■ **Directions for this task**
In the records below, rewrite the lines from the line containing "Detect street light" through the line containing "311, 273, 458, 310", both included, as a JSON list of strings with one string per line and no blank lines.

■ **Material supplied**
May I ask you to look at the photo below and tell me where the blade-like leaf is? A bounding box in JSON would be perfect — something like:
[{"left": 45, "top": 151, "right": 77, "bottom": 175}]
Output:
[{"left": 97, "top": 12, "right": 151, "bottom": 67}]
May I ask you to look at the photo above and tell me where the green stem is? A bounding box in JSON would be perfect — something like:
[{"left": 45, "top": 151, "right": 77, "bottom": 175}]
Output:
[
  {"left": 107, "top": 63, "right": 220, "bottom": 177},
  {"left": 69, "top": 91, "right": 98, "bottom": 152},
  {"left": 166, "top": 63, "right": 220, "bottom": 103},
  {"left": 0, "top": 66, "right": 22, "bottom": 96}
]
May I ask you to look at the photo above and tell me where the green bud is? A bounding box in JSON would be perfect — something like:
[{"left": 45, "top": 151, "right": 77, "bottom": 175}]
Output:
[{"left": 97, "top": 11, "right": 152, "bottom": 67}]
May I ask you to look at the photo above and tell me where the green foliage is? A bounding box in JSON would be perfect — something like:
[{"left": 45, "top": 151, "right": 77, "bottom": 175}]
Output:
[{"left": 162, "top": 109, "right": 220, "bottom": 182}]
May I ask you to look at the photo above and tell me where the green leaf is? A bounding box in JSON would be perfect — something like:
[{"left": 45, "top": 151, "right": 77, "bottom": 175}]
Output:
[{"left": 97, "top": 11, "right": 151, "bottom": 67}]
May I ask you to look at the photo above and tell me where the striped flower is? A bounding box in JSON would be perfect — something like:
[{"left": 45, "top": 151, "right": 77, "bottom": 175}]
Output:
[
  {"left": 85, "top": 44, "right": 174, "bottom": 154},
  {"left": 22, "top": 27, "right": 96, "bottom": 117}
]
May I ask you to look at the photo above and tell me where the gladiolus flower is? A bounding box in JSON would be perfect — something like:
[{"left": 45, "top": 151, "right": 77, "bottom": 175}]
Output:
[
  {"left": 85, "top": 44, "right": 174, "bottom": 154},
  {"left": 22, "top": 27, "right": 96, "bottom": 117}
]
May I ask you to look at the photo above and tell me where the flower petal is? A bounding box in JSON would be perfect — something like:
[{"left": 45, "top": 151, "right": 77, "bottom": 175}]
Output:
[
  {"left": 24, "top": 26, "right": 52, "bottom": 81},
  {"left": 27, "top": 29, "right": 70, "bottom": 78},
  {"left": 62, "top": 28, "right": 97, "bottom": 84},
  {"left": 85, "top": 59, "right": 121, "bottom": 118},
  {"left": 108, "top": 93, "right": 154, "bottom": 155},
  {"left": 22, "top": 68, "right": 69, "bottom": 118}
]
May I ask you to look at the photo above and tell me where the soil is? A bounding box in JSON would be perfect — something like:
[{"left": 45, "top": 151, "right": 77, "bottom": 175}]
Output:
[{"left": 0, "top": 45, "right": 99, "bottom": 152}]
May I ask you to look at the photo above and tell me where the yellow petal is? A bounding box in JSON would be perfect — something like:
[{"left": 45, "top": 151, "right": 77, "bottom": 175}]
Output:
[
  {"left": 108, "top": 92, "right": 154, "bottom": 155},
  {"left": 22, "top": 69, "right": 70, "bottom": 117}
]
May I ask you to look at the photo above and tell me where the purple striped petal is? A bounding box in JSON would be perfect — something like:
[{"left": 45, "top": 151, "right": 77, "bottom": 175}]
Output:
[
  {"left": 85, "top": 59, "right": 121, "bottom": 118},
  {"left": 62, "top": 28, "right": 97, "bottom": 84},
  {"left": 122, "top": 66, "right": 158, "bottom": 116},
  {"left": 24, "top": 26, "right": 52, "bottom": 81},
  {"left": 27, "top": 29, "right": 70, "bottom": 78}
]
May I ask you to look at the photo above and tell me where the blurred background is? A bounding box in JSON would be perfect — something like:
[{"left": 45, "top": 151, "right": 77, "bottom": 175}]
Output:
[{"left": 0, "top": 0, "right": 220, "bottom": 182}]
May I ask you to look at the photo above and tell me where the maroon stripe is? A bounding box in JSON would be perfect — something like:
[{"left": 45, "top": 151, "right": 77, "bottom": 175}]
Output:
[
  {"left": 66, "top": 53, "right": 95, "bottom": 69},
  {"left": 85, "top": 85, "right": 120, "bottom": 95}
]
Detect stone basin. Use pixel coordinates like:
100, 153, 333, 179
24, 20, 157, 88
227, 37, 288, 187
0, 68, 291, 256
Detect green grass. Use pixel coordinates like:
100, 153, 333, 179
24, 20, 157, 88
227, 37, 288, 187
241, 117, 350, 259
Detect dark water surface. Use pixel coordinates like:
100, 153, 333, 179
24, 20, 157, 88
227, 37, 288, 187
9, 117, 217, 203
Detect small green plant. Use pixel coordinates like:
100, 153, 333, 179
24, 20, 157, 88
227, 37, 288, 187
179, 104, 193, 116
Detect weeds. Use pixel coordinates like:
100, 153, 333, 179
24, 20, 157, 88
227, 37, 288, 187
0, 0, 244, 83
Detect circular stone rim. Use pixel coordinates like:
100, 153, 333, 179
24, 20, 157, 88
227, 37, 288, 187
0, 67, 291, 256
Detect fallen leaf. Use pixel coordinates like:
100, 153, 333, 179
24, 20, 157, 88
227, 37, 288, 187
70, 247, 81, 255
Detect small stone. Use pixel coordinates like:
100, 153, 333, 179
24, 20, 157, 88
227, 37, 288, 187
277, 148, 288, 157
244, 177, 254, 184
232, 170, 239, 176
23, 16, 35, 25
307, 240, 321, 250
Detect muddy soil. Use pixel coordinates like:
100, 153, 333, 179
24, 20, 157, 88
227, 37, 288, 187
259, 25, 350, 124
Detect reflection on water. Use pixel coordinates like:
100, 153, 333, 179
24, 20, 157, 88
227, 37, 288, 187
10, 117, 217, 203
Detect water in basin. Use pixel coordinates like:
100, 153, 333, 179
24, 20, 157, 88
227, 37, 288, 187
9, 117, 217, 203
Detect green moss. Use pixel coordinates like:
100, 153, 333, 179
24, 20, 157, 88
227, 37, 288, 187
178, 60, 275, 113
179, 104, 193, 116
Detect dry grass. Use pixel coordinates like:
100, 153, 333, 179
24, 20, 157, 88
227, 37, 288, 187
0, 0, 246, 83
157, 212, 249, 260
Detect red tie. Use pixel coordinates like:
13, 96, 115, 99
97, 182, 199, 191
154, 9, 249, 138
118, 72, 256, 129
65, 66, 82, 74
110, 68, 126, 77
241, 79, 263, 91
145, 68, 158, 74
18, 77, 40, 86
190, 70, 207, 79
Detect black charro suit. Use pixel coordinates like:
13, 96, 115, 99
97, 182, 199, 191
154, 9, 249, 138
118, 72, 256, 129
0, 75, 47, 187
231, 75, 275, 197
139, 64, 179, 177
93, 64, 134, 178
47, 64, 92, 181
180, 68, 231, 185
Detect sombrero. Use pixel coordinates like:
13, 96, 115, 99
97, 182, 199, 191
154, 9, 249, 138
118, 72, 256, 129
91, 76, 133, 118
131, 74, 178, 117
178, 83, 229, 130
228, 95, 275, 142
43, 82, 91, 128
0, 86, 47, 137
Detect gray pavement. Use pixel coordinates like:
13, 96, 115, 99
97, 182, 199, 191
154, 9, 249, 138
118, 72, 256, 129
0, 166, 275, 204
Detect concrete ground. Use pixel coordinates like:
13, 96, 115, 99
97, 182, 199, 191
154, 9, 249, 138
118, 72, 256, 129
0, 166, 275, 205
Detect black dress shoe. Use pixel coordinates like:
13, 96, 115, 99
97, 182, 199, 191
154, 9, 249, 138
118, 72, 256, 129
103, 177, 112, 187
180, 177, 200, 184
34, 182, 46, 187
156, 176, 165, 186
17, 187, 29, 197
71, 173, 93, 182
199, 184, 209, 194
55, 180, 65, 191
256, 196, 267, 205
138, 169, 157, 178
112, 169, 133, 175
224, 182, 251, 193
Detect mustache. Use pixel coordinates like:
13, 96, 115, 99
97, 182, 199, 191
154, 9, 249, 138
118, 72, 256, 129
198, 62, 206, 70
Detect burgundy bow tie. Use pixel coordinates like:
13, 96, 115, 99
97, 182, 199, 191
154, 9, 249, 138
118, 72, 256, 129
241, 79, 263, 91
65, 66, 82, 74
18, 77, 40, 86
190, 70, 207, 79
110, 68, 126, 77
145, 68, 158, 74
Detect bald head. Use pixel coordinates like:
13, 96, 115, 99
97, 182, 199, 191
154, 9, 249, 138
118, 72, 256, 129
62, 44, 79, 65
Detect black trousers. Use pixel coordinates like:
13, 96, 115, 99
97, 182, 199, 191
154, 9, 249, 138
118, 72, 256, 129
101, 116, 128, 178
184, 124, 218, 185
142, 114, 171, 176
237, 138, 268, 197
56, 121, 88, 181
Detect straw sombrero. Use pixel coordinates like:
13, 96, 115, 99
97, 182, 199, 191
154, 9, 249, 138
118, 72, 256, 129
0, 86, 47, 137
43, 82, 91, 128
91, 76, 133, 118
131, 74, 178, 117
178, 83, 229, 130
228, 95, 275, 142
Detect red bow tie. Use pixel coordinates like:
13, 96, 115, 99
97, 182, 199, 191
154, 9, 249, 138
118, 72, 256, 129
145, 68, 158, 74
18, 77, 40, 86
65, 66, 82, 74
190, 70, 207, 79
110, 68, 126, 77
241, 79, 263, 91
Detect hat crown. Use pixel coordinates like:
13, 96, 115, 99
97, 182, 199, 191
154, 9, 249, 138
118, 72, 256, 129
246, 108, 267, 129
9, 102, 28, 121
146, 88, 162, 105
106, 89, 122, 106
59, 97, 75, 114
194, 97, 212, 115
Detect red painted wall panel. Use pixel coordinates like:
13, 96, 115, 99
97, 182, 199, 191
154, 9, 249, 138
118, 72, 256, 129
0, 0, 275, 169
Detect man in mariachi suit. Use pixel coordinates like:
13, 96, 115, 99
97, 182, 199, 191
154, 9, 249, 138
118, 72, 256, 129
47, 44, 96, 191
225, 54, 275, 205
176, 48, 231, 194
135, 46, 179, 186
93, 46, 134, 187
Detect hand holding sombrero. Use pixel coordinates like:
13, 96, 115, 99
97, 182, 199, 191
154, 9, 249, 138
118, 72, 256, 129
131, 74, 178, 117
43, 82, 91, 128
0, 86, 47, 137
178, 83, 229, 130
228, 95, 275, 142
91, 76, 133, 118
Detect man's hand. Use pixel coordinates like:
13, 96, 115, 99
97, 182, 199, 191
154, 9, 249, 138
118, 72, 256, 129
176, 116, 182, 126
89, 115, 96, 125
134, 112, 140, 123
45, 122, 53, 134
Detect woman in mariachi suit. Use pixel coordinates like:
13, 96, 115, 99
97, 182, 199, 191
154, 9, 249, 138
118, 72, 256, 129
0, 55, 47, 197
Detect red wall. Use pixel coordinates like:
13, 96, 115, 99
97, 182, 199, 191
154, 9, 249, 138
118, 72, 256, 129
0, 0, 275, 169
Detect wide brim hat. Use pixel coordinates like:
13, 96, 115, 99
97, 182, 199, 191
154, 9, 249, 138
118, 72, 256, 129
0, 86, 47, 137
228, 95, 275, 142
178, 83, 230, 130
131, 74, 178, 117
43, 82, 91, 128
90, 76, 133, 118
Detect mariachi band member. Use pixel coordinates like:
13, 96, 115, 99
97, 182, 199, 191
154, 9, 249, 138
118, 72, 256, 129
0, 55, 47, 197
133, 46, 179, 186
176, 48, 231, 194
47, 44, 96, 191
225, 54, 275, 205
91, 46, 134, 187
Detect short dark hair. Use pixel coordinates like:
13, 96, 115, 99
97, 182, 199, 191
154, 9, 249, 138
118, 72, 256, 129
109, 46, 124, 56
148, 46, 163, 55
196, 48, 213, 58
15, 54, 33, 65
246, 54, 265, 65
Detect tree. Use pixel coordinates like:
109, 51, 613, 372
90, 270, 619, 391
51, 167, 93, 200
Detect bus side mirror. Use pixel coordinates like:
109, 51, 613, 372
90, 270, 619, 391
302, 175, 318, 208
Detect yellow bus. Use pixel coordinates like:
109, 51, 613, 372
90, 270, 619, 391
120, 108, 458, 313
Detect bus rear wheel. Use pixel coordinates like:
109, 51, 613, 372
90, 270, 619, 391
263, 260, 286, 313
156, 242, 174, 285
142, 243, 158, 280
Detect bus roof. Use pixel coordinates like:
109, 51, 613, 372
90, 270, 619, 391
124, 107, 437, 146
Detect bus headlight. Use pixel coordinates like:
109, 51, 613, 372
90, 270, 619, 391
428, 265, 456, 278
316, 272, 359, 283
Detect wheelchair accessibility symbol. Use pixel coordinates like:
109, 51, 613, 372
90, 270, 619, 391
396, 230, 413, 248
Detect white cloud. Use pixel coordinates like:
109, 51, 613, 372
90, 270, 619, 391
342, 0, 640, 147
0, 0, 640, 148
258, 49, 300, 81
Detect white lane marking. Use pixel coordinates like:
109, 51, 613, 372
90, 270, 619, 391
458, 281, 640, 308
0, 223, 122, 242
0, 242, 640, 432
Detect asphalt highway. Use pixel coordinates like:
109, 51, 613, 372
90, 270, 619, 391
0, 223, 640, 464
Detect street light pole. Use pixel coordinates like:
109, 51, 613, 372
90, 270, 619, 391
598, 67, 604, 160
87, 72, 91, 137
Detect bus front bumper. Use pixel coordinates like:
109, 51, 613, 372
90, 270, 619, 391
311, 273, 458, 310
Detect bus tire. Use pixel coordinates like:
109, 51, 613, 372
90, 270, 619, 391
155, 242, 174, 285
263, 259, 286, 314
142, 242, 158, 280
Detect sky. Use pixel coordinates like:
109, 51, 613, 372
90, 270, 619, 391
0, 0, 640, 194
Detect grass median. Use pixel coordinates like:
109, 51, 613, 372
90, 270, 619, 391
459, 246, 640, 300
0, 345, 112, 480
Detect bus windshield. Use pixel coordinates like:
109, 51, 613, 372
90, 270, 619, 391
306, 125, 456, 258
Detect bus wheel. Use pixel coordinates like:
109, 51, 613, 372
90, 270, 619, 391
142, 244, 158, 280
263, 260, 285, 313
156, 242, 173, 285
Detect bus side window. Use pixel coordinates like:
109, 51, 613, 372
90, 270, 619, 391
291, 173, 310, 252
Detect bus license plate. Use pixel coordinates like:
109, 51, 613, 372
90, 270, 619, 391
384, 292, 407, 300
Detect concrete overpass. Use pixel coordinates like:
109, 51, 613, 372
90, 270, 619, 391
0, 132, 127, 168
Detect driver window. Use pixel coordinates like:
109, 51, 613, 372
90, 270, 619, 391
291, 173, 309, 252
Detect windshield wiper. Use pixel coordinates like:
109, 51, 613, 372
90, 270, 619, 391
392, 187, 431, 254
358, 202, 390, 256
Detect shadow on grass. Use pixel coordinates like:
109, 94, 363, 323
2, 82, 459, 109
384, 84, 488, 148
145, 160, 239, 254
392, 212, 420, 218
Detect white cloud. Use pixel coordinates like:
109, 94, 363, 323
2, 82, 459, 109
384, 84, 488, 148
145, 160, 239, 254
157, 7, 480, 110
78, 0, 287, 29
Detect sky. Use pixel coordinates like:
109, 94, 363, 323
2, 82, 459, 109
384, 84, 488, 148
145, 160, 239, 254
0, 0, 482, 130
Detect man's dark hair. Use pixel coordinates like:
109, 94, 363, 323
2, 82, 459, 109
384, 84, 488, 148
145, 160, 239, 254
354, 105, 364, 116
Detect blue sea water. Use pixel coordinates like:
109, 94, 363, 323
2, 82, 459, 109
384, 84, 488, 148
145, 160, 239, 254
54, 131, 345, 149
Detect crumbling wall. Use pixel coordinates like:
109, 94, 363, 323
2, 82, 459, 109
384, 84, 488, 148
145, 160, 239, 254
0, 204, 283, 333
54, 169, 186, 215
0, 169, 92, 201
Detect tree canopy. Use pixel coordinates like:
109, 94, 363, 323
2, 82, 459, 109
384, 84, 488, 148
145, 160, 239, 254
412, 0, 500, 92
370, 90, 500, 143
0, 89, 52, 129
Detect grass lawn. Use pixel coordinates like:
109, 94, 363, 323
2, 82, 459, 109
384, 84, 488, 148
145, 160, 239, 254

■ **The reply**
[
  "Detect street light pole. Use pixel coordinates like:",
  "109, 51, 613, 372",
  "90, 270, 619, 391",
  "598, 67, 604, 160",
  "87, 72, 91, 137",
  "Detect bus front bumper. Use pixel coordinates like:",
  "109, 51, 613, 372",
  "90, 270, 619, 391",
  "311, 273, 458, 310"
]